----- EXCERPTED PASSAGE -----
But when the going gets tough, the tough guy's bunch is anything but.
On Saturday, the Huskers stopped tackling and blocking. Receivers dropped passes. There was a fumble in the UCLA red zone. And Taylor Martinez, so cool and calm in the first half, danced aimlessly in the pocket looking for somewhere to go.
Meanwhile, UCLA's offense found its groove and went back to the well of isolating receivers in open spaces and letting them juke a defender and gash for big yards. Or letting Hundley take off for chunks.
NU offensive coordinator Tim Beck couldn't keep pace. There were 16 runs and 19 passes in the second half. Nothing worked, but Beck doesn't always give it a chance to work. Third-and-short, and there's a pass out of the shotgun, with no fullback or Imani Cross in the game.
When asked after the game if his offense had an identity, Beck gave an interesting answer.
“I don't know. Who are you? Do you run it? Or spread it? No question, we can do a lot, but you have to think that's an advantage. But as a light bulb, it's hard to find something to show the players that's working.”
Beck also said the play-action pass wasn't effective because the Bruins wouldn't bite on the fake. You have to make them respect the run by running it. Sometimes it seems NU confuses itself instead of the defense. Is NU trying to be Oregon? Or a devastating ground attack? It's a trick to be both.
----- RAW RECORDS -----
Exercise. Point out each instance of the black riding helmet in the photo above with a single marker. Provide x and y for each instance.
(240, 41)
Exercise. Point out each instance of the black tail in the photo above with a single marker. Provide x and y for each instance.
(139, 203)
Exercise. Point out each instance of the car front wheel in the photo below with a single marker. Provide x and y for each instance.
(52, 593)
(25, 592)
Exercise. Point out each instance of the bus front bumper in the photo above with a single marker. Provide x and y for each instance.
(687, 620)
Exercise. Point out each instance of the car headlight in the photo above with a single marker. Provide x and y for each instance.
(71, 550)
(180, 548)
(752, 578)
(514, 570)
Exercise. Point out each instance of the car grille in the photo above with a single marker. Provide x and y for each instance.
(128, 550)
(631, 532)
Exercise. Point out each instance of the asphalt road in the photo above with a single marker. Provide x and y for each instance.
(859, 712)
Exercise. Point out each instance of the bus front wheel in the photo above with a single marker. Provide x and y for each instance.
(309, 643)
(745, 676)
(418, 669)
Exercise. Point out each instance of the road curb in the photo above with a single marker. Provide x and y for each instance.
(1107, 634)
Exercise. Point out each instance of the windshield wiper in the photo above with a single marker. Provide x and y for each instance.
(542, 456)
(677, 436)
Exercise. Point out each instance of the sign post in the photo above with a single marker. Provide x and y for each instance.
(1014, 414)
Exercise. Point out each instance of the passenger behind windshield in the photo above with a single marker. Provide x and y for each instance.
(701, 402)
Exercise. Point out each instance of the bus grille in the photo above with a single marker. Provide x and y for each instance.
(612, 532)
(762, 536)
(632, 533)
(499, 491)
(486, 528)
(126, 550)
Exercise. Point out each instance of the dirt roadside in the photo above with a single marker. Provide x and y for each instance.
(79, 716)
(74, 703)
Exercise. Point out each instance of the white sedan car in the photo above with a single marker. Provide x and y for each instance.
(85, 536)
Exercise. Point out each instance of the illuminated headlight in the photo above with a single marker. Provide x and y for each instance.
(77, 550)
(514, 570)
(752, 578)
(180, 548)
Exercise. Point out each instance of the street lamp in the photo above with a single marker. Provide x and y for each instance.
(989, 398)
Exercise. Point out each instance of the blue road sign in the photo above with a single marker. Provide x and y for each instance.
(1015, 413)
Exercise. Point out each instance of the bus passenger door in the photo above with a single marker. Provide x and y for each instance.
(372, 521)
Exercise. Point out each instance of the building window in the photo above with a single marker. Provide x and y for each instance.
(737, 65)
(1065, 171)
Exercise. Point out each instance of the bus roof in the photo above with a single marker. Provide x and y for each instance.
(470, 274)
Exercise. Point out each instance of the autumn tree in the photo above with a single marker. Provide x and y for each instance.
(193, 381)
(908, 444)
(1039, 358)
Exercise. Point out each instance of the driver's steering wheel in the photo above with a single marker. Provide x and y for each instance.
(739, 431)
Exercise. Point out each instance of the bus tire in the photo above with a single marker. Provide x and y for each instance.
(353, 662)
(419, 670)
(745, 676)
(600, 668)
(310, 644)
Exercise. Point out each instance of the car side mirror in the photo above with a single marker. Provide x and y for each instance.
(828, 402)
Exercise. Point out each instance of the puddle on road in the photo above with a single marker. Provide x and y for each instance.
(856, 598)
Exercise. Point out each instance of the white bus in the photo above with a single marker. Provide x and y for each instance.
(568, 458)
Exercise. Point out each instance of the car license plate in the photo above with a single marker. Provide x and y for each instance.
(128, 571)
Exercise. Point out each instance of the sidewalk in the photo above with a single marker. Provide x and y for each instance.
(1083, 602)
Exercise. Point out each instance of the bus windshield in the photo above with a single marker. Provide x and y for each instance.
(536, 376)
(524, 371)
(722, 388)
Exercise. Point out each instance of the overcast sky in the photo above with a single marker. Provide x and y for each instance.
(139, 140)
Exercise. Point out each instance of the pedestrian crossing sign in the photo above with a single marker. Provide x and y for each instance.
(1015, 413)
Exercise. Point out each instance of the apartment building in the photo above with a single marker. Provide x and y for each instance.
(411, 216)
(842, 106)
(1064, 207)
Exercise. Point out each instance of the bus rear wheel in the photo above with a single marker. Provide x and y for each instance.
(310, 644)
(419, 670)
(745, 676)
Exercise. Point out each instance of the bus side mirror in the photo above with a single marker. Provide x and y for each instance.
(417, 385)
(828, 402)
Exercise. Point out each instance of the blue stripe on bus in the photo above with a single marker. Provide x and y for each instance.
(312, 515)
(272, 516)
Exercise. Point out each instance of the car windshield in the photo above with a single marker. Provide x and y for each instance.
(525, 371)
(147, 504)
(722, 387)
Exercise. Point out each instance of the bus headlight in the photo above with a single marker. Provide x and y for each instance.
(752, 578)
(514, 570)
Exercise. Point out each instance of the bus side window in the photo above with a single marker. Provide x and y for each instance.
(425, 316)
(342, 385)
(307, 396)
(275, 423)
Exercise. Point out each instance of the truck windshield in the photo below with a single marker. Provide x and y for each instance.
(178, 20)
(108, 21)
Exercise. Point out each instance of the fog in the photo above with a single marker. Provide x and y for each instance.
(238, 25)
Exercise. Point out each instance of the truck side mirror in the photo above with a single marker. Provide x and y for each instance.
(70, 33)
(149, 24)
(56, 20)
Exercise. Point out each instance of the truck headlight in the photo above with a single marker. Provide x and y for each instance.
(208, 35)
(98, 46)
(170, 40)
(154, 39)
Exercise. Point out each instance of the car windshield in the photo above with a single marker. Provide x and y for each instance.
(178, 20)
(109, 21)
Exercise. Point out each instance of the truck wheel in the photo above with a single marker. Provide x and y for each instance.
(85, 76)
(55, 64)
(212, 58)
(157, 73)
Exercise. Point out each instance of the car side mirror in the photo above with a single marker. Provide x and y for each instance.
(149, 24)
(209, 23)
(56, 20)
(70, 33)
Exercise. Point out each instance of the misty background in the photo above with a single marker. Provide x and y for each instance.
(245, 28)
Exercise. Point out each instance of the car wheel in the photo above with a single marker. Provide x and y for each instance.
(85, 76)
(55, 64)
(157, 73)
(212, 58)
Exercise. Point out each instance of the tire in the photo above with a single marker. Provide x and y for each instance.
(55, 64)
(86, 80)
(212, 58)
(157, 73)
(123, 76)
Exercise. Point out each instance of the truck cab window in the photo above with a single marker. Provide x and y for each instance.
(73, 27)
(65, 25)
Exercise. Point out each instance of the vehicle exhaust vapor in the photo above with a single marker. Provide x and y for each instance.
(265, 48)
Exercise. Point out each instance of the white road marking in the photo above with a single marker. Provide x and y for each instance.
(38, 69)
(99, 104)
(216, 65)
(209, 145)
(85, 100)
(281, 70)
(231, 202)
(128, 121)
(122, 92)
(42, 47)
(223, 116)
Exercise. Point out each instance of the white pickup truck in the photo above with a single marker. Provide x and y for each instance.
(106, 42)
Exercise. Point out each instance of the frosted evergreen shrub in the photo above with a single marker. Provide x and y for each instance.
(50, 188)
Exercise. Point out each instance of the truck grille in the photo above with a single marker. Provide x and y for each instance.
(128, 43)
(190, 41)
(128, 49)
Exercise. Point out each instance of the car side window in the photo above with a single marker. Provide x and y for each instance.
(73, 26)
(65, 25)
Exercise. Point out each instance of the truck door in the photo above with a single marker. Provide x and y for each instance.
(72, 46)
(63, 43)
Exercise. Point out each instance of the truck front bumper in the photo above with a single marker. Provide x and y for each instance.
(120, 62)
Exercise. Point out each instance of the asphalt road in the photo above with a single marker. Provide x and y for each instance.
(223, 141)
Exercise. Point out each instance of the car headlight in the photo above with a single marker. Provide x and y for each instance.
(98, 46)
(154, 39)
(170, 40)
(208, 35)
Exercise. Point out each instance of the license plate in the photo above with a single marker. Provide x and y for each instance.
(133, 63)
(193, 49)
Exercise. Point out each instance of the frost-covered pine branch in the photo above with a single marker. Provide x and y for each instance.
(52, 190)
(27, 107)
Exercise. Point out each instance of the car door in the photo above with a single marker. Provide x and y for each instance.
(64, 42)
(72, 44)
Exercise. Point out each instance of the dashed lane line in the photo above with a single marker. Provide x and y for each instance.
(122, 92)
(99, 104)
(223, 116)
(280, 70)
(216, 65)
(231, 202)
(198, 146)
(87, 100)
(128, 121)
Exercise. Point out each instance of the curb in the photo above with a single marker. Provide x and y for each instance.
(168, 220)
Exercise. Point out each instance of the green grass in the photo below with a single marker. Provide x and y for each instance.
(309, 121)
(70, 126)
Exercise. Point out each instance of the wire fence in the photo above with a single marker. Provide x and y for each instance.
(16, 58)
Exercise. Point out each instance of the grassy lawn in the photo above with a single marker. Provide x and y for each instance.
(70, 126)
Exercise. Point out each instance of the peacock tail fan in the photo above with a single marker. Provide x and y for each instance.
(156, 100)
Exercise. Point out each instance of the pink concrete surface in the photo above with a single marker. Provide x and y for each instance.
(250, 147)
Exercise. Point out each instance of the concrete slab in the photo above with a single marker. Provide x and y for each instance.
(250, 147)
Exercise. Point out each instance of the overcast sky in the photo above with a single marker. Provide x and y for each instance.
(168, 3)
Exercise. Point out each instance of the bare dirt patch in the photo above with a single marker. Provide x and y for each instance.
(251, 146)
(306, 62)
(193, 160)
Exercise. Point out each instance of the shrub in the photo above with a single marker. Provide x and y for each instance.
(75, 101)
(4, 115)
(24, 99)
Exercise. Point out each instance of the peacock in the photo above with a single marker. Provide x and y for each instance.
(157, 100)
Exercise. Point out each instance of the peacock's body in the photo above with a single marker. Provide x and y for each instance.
-----
**PROBLEMS TO SOLVE**
(a) According to the Nebraska football column, how many runs and how many passes did the Huskers call in the second half?
(b) Copy out the part of the Nebraska football column that starts with the words containing "When asked after" and ends with "to be both.".
(c) Carry on the Nebraska football column past its last sentence.
You can leave the records aside; they aren't needed here.

**ANSWERS TO THE EXERCISE**
(a) There were 16 runs and 19 passes in the second half.

(b)
When asked after the game if his offense had an identity, Beck gave an interesting answer.
“I don't know. Who are you? Do you run it? Or spread it? No question, we can do a lot, but you have to think that's an advantage. But as a light bulb, it's hard to find something to show the players that's working.”
Beck also said the play-action pass wasn't effective because the Bruins wouldn't bite on the fake. You have to make them respect the run by running it. Sometimes it seems NU confuses itself instead of the defense. Is NU trying to be Oregon? Or a devastating ground attack? It's a trick to be both.

(c)
And what exactly is Martinez's identity these days? He used to scare opponents to death with his 80-yard dashes. Those are far and few between these days. Maybe something's wrong with him: He wore a walking boot on his left foot after the game, but he said he's fine. In any case, opponents will continue to let Martinez try to beat them with his arm.
He had it going in the first half. But then came the trap door. Why does it keep happening in big games? Pelini had no answers afterward. He mentioned that his team seems to play not to lose instead of continuing to attack.
Good observation. Anyone have a solution?
They need a foundation. They need something to fall back on, to draw from. When things go south, they go south. Players forget to execute. Coaches get outcoached.
There are two months left to find an identity, to find a shrink, to find a solid middle. But nobody will believe anything they see the next four games, unless NU loses. It will be impossible to erase this memory until November. If then.
By that most important November, with a new boss in town, Pelini could be coaching for his future.
What we know is that in the next two months, we'll find out what Pelini's program is made of. Then again, maybe you don't want to know.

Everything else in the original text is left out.